Records drawn from a dataset

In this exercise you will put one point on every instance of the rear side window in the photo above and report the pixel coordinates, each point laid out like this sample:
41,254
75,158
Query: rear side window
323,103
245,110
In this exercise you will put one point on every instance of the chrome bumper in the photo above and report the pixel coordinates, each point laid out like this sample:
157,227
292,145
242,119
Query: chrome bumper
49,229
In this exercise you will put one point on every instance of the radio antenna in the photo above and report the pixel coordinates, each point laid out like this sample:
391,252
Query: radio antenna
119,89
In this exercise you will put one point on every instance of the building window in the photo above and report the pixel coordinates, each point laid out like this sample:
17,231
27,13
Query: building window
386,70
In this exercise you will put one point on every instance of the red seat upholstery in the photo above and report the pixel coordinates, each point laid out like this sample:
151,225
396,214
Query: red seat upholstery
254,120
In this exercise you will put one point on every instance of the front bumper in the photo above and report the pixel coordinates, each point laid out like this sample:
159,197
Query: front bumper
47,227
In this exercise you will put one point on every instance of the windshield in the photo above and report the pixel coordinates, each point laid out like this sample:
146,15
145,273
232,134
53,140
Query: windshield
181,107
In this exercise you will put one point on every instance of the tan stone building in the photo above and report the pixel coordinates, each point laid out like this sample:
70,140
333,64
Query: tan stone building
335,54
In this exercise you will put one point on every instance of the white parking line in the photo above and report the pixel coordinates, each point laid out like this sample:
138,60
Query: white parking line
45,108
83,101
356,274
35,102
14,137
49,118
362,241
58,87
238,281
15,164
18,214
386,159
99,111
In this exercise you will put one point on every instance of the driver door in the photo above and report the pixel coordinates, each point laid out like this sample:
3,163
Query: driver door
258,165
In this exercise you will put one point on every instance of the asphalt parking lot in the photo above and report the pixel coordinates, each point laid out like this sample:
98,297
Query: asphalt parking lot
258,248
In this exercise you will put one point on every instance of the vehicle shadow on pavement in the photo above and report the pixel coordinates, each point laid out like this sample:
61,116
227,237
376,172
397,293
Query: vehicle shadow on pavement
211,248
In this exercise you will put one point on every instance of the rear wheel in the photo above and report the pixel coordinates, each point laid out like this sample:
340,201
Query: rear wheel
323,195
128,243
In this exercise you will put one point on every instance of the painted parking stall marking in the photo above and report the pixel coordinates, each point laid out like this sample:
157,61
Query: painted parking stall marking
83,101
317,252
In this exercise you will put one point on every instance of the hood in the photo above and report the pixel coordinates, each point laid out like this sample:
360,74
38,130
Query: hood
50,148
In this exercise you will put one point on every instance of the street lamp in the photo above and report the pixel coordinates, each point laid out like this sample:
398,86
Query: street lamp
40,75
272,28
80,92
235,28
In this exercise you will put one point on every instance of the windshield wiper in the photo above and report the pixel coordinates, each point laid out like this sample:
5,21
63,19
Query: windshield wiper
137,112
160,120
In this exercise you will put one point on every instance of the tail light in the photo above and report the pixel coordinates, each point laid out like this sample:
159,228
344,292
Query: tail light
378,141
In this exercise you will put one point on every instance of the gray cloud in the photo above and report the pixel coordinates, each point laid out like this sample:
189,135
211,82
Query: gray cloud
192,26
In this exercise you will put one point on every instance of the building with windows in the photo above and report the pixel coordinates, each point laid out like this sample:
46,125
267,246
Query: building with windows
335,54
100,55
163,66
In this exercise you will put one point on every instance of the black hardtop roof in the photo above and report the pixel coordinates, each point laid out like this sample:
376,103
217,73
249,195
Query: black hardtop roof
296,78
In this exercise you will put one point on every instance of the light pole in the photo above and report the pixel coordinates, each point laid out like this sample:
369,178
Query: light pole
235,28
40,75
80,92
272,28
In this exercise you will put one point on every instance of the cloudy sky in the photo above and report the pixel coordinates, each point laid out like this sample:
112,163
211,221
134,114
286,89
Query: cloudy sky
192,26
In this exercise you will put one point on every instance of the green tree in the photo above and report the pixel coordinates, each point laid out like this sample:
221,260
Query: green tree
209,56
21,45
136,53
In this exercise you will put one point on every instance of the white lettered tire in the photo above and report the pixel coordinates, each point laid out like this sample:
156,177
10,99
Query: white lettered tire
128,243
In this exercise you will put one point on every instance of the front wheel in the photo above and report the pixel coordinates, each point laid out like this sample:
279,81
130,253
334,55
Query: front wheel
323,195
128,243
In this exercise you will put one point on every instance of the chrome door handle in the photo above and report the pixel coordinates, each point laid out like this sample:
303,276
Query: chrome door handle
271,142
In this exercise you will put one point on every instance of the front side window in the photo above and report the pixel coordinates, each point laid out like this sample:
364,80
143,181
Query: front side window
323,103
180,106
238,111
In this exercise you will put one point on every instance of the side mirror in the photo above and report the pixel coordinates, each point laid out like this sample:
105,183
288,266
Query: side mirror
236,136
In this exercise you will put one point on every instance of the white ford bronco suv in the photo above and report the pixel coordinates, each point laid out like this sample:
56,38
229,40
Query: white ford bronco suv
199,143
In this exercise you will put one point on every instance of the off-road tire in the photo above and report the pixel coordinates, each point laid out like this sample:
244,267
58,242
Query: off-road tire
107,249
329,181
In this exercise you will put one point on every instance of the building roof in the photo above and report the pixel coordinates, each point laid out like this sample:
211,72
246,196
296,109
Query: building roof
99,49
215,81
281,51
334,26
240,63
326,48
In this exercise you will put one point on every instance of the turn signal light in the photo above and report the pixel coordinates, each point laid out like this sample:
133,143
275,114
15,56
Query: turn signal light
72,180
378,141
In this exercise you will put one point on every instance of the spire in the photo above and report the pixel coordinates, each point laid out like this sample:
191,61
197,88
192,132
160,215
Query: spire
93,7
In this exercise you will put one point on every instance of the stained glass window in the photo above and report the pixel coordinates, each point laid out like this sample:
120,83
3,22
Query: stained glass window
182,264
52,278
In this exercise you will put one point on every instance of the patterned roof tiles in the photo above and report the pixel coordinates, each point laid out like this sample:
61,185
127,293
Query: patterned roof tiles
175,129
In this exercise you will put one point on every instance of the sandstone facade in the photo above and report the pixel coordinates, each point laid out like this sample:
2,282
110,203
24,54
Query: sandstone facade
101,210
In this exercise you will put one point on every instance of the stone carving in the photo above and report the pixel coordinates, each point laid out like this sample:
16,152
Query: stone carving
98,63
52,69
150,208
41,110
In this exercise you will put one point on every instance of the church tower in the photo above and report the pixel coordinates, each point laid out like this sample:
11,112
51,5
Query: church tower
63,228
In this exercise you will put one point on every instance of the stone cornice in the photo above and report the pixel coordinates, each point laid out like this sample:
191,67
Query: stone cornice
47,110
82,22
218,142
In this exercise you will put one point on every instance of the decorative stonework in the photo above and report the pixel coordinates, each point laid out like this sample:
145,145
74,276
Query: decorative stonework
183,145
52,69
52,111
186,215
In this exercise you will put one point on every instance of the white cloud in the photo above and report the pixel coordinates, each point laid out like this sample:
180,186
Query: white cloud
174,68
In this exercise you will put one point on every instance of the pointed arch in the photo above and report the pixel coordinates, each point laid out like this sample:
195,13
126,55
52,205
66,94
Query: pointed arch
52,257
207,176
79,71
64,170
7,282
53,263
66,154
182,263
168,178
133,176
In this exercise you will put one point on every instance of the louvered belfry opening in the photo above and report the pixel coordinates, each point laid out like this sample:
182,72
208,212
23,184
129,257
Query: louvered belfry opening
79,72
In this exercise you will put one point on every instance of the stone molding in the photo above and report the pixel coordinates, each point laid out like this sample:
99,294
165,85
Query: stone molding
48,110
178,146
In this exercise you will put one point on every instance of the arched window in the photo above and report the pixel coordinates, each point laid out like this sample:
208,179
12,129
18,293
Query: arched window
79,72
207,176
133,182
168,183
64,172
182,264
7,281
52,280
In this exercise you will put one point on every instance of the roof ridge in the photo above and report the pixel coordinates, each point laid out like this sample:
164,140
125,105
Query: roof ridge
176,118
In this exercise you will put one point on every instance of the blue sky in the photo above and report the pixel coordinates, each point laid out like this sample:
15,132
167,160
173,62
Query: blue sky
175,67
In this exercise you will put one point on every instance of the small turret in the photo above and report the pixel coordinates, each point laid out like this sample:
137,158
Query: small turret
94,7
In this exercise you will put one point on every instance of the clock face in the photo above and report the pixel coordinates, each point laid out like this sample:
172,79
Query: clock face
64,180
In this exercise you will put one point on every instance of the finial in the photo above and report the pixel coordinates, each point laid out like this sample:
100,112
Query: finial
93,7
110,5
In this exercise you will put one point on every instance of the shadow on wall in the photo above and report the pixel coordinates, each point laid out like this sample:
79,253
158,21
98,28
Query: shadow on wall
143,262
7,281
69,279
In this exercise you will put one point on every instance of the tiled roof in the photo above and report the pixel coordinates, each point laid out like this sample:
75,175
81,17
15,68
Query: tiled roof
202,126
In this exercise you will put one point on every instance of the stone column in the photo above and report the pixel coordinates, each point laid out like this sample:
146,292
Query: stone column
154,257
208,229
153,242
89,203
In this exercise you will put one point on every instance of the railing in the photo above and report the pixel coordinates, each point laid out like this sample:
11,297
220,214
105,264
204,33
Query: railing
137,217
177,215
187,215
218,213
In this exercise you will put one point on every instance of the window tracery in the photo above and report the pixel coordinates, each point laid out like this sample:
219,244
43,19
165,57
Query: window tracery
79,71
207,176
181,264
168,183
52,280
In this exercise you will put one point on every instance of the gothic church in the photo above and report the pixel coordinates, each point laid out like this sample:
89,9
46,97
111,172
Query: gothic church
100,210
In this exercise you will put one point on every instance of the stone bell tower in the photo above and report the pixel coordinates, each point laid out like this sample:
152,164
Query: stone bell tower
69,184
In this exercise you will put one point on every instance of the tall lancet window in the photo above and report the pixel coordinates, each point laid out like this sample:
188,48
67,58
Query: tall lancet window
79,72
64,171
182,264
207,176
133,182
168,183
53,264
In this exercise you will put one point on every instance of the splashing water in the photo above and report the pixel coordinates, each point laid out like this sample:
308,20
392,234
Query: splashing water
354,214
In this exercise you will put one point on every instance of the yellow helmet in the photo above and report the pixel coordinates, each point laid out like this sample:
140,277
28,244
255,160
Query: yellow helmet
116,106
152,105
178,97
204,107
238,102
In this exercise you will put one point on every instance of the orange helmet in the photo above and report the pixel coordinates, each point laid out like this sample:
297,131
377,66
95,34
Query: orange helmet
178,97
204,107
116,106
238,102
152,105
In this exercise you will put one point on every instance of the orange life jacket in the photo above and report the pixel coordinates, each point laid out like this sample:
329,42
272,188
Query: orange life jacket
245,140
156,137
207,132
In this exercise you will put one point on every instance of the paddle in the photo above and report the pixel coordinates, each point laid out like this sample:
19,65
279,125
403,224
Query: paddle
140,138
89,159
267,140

- **How to complete this task**
An exact copy of the lines above between the line holding "Query: finial" and the line holding "of the window", inclusive, is the whole answer.

- **The completed task**
Query: finial
93,7
110,5
In this exercise you will put one point on every instance of the shadow on wall in the photo above and report the pixel coordinates, each point laid out like this sample:
79,253
158,21
98,28
Query: shadow on wall
143,262
7,281
69,279
In this exercise you will put one point on every instance of the tiled roof in the photo above and report the pixel coordinates, each point laid out like this sample:
75,175
81,17
15,68
Query: tiled roof
202,126
In this exercise you will put one point on every instance of the stone column in the photo above and report the pixel coordinates, each point laid out like this sample:
146,292
Query: stone column
154,257
208,229
153,242
89,203
In this exercise you will put one point on every instance of the railing in the photo above and report the pixel coordinates, each point laid out like this sample:
11,297
220,214
105,264
204,33
Query: railing
137,217
177,215
187,215
218,213
In this exercise you will put one point on every instance of the window tracery in the photo above and report the pixel coordinates, each point laid out like this sample:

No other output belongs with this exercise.